从含有“Target: wood grain surface”的那一行开始，到下列各行的最后一行结束，把这些行全部重新写出，其中的要求照原样保留，答案中每个点坐标的两个数值都增加 21。答案里不要写入图片。
═════ 数据集
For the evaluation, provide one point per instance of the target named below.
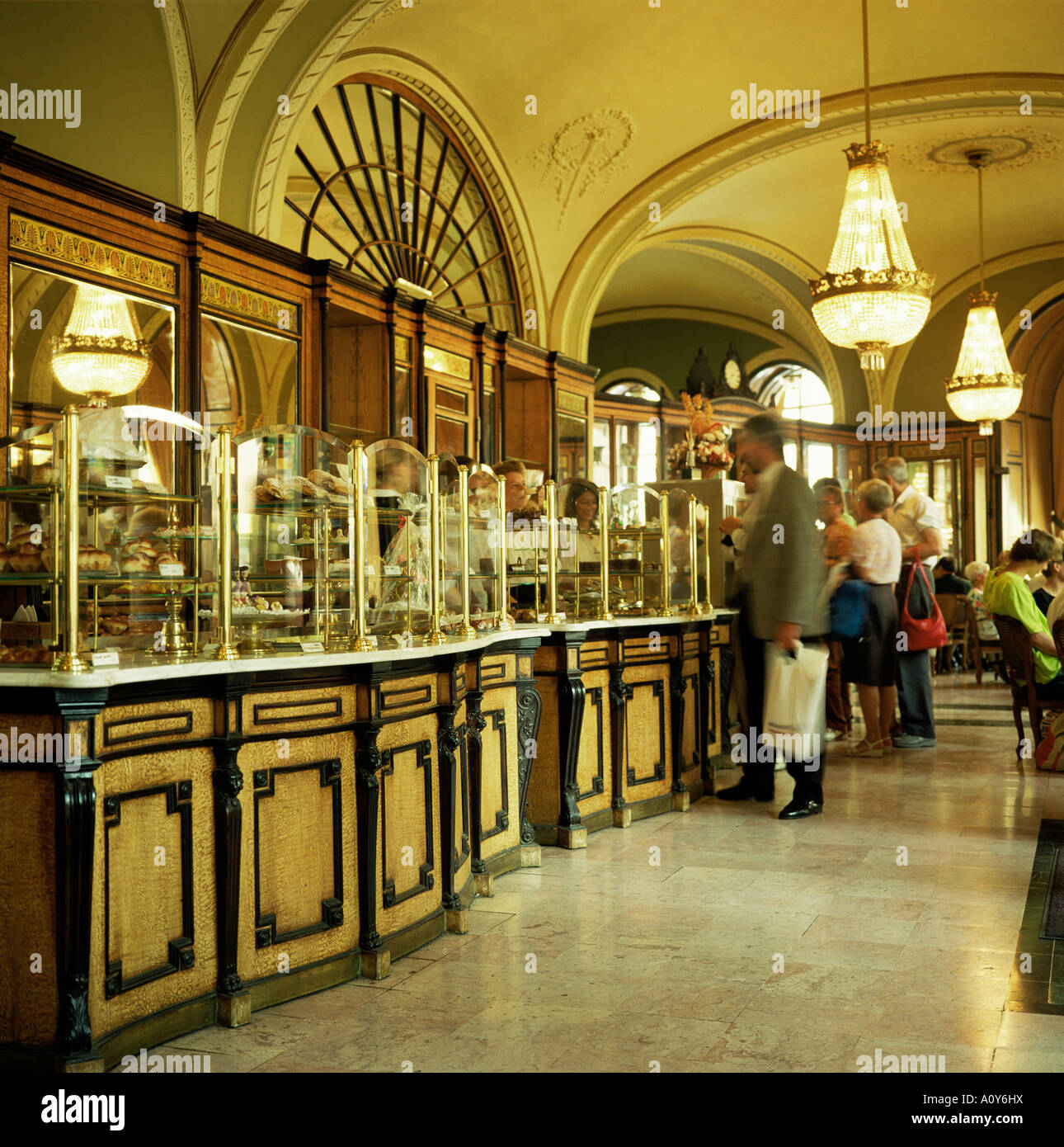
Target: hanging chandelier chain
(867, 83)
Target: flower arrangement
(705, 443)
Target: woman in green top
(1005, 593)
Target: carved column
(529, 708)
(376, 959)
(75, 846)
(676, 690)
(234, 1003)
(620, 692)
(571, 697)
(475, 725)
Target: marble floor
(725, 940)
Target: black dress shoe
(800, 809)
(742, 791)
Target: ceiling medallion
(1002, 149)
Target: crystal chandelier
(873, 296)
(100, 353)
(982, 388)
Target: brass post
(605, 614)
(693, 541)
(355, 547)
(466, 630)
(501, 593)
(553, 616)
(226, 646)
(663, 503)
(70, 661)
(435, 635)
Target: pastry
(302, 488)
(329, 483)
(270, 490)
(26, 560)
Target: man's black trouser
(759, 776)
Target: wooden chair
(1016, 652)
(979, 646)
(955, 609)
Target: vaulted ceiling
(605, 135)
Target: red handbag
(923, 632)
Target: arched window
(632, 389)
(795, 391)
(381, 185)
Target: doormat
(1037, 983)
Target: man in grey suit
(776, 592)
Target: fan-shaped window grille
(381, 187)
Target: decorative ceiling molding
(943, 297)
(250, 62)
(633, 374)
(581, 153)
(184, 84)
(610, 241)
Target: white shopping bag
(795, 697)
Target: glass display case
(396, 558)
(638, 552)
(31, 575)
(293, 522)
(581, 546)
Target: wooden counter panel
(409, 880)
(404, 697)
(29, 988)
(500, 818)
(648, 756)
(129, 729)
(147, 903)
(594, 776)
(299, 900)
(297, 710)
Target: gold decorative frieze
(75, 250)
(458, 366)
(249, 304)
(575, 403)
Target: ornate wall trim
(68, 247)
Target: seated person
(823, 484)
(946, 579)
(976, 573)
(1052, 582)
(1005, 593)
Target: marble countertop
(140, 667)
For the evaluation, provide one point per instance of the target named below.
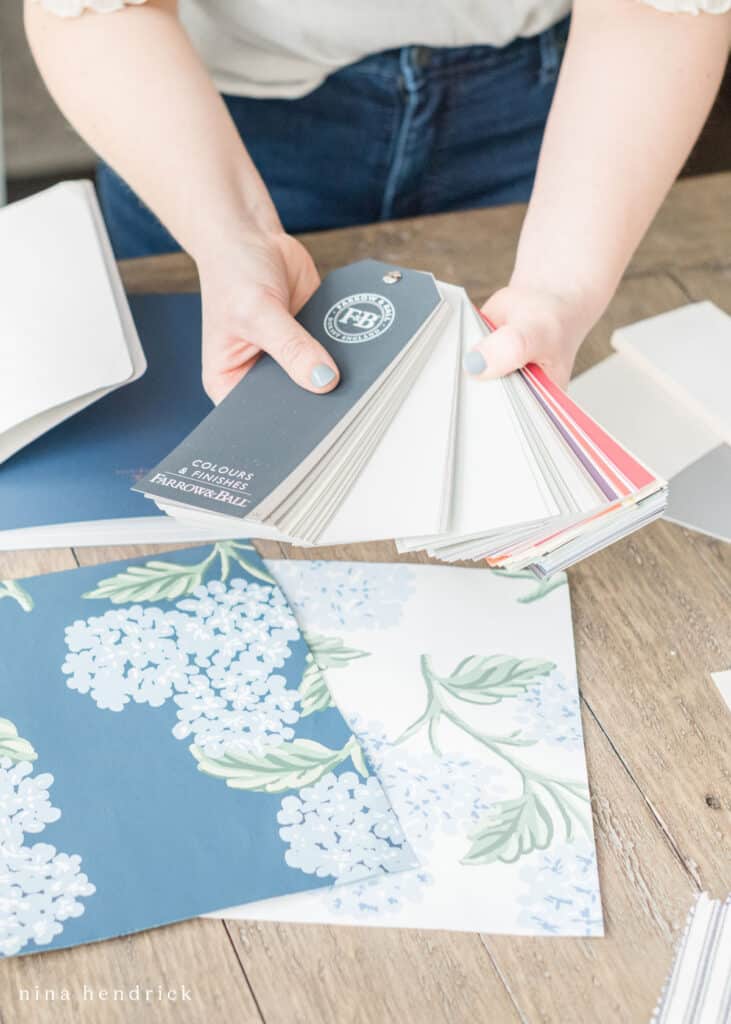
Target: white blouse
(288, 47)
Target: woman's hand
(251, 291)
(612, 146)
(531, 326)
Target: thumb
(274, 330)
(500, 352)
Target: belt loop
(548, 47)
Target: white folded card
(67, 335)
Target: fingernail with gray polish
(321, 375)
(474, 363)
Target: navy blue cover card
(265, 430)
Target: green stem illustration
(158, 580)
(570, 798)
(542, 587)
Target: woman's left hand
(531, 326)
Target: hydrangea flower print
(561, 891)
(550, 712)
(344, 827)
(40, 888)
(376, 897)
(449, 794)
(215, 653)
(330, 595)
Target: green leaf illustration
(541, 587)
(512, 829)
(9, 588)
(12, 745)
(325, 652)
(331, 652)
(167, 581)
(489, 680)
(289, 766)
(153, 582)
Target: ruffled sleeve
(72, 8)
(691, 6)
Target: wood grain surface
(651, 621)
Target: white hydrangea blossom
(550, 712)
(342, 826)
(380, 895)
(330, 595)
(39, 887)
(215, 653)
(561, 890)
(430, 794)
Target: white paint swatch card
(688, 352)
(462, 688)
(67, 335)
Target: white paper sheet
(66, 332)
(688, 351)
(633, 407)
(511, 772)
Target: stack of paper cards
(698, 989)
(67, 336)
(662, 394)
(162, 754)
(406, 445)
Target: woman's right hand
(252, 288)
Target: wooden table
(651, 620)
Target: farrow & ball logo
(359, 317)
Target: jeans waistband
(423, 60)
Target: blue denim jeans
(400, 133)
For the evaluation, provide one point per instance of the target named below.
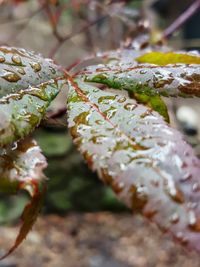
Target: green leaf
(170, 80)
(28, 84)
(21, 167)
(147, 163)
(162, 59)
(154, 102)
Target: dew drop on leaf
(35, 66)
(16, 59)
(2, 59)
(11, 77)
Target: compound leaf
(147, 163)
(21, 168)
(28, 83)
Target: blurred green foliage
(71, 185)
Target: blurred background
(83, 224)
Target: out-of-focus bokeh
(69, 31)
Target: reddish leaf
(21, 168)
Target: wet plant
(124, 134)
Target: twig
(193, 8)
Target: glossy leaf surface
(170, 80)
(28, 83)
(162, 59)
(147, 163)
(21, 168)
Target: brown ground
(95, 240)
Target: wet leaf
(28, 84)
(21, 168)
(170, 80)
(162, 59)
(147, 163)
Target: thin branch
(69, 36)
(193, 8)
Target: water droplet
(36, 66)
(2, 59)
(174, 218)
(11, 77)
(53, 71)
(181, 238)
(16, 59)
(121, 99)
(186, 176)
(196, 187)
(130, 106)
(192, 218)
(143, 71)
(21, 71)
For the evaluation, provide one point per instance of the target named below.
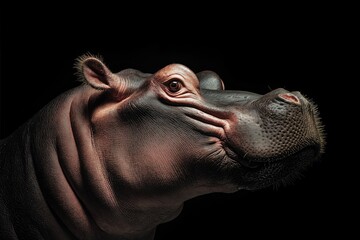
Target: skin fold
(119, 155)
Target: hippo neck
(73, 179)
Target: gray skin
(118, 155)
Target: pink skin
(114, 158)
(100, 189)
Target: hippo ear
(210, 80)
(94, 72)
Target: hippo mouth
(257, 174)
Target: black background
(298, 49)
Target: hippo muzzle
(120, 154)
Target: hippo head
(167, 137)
══════════
练习结果
Target: wood grain surface
(672, 642)
Target: white hydrangea blossom
(571, 733)
(363, 847)
(401, 916)
(351, 616)
(60, 908)
(236, 674)
(582, 911)
(451, 815)
Target: white paint swatch card
(709, 373)
(483, 709)
(88, 356)
Target: white paper sheet
(87, 353)
(709, 372)
(654, 428)
(532, 793)
Target: stack of paper cards
(719, 1010)
(88, 357)
(683, 415)
(183, 775)
(427, 466)
Target: woman's right hand
(273, 309)
Target: wooden table
(672, 641)
Target: farrow & ball logo
(380, 338)
Target: jeans waistband
(444, 81)
Target: blue denim jeans
(421, 154)
For the evaluation, provide one point per instance of the target named below.
Target: green leaf
(191, 101)
(49, 105)
(42, 188)
(168, 184)
(183, 80)
(175, 123)
Target: dew drop on leaf
(56, 87)
(37, 80)
(23, 80)
(32, 98)
Target: compound leaf
(168, 184)
(42, 189)
(49, 104)
Target: blurred green foliage
(92, 206)
Target: blurred background
(104, 245)
Target: out-of-focus bokeh
(90, 52)
Target: reddish leaf
(42, 189)
Target: wet plant
(145, 155)
Target: twig
(214, 29)
Target: glossy leaf surface
(191, 101)
(49, 104)
(183, 80)
(168, 184)
(42, 189)
Target: brown ground
(116, 261)
Target: wet leaf
(49, 105)
(42, 189)
(191, 101)
(183, 80)
(168, 184)
Target: thin branch
(90, 57)
(214, 29)
Target: water droplet
(57, 87)
(23, 80)
(195, 239)
(32, 98)
(74, 92)
(202, 259)
(37, 80)
(142, 120)
(207, 197)
(217, 208)
(151, 127)
(213, 239)
(164, 92)
(42, 92)
For the evaluation, provide one point per instance of the target named below.
Target: skin fold
(140, 176)
Target: hippo neck
(94, 200)
Target: gray skin
(139, 176)
Target: pink skin
(135, 179)
(121, 210)
Target: hippo ear
(231, 101)
(115, 93)
Target: hippo mouth
(278, 195)
Target: black background
(319, 70)
Target: hippo muzzle
(141, 175)
Target: hippo head
(188, 158)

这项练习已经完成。